▶ **Set of tasks**
1. In the cigar review, which factory makes the Asylum 13 20 Minute Toms?
2. Swap "Rothchild" for "Robusto" in the cigar review, and write out the passage from "Beyond the reference" to "Binder: Honduras (Corojo)" with that change.

▶ **Quoted passage**

────

I would venture to guess that the average cigar smoker who peruses his or her local humidor knows that Asylum Cigars is known for big ring gauges. While the company has some more standard sizes in its portfolio, it seems to be best known its 60, 70 and 80 ring gauge offerings, which is why the company’s newest release was a bit of a surprise.

Like many manufacturers and brands do as the cold weather settles in, the company released a smaller format cigar designed to be enjoyed without the need for an extended time commitment. In fact, just 20 minutes would be all that one should need to enjoy the aptly named Asylum 13 20 Minute Toms.

Beyond the reference to the smoking time, the cigar’s name is also a nod to brand owner Tom Lazuka. It’s a Honduran corojo puro that is offered in a 4 x 48 Rothchild vitola, priced at just $6 per cigar before taxes, and offered in packs of five cigars.

  • Cigar Reviewed: Asylum 13 20 Minute Toms
  • Country of Origin: Honduras
  • Factory: The CLE Factory
  • Wrapper: Honduras (Corojo)
  • Binder: Honduras (Corojo)
  • Filler: Honduras (Corojo)
  • Length: 4 Inches
  • Ring Gauge: 48
  • Vitola: Rothschild
  • MSRP: $6 (Pack of 5 Cigars, $30)
  • Release Date: November 2020
  • Number of Cigars Released: Regular Production
  • Number of Cigars Smoked For Review: 3

I’m not sure that I would look at the Asylum 13 Twenty Minute Toms and immediately think it’s a 20-minute cigar, maybe something closer to 40 minutes, but we shall see. Between the cigar and the band, there is a lot of brown to take in, and the band reminds me a bit of Louis Vuitton leather with its color and embossing. The wrapper has a bit of mottling, but it’s nothing out of the ordinary. It is a firmly rolled cigar, free from any visual distractions and capped off well. The foot has aromas of fragrant soil, a bit of chicken, minimal sweetness and pretty much no pepper. The cold draw is good if occasionally open, and also surprisingly sweet at times, with a first flavor that reminds me of an orange Creamsicle. Behind that are more familiar flavors of earth and tobacco, with a bit of black pepper in an accent role. Air moves well, with a bit of earthiness and pepper, though not enough that seems to tip the cigar’s hand.

The 20 Minute Toms wastes no time getting down to business, putting out a hearty, earthy and peppery smoke right from the get-go. It may not be the best expression of Honduran terroir that I have ever had, but some of the samples leave almost no room for debate as to what is being smoked within the first couple of puffs. The profile lightens up a bit by way of some creaminess coming in and the earthiness letting go of some of its heavier notes, but there is still the woodiness and pepper lingering on the palate. Retrohales are peppery and a pretty accurate expression of what I tend to think of corojo offering: a leading note of pepper with Honduran terroir not far behind, which is a mix of dry, slightly dusty soil and a richer wood aspect. The cigar performs very well through the first third, burning evenly with plenty of smoke and an even burn line. Flavor is medium-full, body is closer to full, and strength is medium-plus at the onset but seems destined to deliver more before long.

────

▶ **Rows from a pointing dataset**
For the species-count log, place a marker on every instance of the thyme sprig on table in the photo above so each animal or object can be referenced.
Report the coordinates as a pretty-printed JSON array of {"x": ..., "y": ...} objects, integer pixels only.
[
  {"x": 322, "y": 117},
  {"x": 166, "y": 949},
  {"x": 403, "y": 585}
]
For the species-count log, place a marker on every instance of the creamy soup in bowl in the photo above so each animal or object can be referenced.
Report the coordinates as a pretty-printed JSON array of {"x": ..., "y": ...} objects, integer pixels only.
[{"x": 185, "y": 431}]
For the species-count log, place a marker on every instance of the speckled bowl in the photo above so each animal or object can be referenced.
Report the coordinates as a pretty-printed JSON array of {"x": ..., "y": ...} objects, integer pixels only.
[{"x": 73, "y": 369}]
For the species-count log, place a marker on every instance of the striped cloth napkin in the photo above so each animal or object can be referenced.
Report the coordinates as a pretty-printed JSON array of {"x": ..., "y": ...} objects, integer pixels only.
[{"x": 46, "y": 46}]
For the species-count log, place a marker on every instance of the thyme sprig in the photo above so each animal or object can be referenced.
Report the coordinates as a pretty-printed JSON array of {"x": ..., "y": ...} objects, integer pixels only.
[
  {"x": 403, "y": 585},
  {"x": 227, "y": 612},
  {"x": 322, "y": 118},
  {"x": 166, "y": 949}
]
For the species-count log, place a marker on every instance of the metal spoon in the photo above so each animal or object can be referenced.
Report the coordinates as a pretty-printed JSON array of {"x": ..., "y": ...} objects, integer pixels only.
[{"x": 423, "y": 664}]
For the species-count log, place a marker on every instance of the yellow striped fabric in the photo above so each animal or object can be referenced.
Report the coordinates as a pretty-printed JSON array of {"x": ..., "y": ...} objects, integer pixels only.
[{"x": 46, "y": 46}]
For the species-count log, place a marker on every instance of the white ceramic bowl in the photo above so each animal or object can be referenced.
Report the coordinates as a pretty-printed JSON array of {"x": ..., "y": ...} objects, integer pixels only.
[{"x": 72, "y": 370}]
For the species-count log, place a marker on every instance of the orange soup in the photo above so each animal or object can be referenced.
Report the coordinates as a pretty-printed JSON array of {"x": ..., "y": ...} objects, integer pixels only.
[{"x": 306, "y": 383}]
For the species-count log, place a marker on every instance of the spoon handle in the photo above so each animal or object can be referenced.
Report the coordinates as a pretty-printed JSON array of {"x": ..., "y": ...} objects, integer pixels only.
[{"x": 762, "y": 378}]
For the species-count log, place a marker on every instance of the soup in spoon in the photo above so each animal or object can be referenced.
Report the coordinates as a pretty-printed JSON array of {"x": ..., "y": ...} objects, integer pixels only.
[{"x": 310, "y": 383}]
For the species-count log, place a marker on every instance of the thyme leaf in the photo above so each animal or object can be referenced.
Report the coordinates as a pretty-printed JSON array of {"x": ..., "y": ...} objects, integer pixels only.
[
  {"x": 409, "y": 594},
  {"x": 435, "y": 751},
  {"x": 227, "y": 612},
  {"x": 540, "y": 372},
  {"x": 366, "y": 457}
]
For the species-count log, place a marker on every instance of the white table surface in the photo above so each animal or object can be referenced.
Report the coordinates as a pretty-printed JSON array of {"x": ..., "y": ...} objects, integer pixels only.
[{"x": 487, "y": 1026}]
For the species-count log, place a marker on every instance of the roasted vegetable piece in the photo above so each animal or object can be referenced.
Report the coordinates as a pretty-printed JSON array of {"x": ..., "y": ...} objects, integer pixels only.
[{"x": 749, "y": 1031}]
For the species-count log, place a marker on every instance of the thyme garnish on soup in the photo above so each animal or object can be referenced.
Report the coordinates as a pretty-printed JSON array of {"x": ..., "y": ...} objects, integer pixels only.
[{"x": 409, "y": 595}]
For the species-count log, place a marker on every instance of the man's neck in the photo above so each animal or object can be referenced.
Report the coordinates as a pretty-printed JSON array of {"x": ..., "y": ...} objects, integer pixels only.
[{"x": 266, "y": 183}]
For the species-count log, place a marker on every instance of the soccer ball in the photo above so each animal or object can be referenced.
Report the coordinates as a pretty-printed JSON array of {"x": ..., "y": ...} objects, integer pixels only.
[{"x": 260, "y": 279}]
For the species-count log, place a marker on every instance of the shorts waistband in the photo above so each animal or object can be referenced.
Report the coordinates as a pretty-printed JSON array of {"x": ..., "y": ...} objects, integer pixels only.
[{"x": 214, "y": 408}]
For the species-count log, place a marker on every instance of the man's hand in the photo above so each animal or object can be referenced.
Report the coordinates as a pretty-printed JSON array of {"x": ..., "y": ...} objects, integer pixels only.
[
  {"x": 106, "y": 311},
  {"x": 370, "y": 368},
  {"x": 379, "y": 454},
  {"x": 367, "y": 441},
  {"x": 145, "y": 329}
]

────

▶ **Problem solutions**
1. The CLE Factory

2.
Beyond the reference to the smoking time, the cigar’s name is also a nod to brand owner Tom Lazuka. It’s a Honduran corojo puro that is offered in a 4 x 48 Robusto vitola, priced at just $6 per cigar before taxes, and offered in packs of five cigars.

  • Cigar Reviewed: Asylum 13 20 Minute Toms
  • Country of Origin: Honduras
  • Factory: The CLE Factory
  • Wrapper: Honduras (Corojo)
  • Binder: Honduras (Corojo)